WHAT TO WORK ON:
Pick out each line in the entries below that contains the string "green" and copy it. Match case.

/---

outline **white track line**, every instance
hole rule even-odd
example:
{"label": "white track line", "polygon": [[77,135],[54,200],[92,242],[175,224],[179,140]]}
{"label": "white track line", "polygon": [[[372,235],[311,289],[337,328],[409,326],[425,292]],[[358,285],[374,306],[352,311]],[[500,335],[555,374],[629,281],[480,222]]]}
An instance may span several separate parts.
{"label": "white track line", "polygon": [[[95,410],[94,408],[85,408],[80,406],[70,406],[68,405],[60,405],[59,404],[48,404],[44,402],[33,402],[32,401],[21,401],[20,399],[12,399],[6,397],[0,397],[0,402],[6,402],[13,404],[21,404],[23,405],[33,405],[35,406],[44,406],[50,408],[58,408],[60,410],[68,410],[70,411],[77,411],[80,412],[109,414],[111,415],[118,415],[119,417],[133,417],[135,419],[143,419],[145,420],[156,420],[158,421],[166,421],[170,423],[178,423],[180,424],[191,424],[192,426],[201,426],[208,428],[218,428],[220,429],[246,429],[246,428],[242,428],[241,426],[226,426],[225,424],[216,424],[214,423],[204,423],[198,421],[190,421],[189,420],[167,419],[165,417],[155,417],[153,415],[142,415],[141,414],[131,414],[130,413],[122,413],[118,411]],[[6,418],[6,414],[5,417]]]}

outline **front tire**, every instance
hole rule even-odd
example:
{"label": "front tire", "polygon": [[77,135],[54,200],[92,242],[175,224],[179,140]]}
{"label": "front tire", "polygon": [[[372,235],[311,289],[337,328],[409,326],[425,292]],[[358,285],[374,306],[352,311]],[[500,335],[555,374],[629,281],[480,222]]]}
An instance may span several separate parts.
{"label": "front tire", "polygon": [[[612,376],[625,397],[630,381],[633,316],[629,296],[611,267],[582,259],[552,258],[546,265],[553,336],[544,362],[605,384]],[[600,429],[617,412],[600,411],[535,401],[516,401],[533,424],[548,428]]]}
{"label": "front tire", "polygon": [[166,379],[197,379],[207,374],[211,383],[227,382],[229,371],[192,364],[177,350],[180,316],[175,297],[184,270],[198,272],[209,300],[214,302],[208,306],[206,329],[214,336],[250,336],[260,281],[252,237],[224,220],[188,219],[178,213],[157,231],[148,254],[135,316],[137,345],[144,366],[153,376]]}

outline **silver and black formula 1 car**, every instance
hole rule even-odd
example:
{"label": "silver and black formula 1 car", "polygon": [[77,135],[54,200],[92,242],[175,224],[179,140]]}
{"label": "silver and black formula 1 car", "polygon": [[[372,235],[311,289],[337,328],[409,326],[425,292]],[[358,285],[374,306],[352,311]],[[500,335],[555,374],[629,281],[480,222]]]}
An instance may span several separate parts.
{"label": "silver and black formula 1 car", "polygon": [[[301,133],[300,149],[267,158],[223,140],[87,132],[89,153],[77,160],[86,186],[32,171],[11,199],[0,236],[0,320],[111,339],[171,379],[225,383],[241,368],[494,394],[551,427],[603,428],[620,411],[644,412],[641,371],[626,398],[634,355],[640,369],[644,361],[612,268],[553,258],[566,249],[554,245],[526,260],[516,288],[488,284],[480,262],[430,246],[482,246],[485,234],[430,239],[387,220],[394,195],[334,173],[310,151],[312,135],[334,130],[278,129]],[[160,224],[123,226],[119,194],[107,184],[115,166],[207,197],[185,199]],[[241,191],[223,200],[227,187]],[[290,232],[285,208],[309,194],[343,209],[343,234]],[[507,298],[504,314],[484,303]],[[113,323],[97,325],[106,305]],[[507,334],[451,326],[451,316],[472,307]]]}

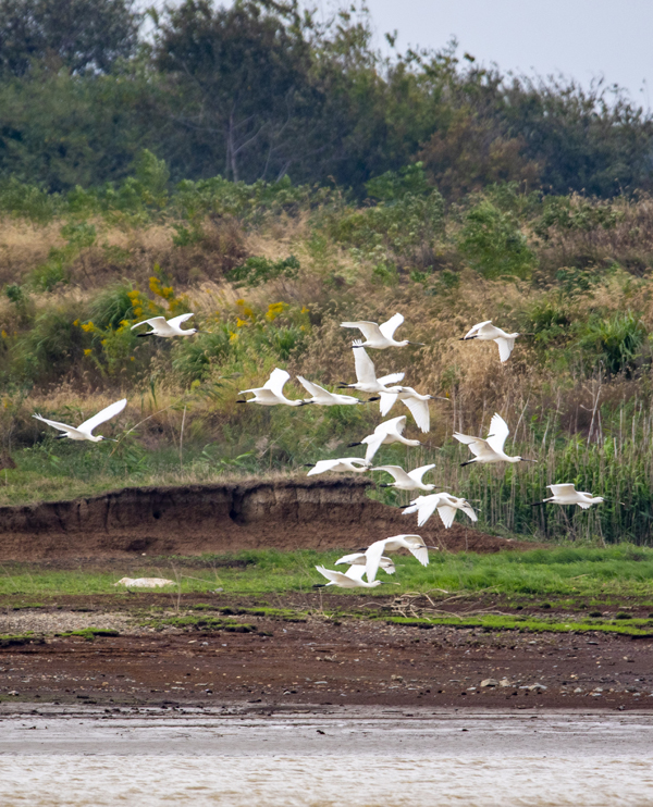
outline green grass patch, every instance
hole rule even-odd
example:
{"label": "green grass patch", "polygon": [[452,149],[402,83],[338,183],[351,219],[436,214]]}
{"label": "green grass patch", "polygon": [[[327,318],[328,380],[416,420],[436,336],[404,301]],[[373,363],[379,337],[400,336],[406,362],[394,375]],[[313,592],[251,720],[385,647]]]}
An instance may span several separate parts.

\---

RESPONSE TO THE EXERCISE:
outline green grass patch, every instance
{"label": "green grass patch", "polygon": [[452,149],[402,83],[338,183],[351,219],[436,214]]}
{"label": "green grass patch", "polygon": [[[327,318],[328,380],[416,420],[436,336],[404,301]],[[373,363],[379,337],[400,336],[406,362],[394,375]],[[313,592],[251,720],[385,647]]]}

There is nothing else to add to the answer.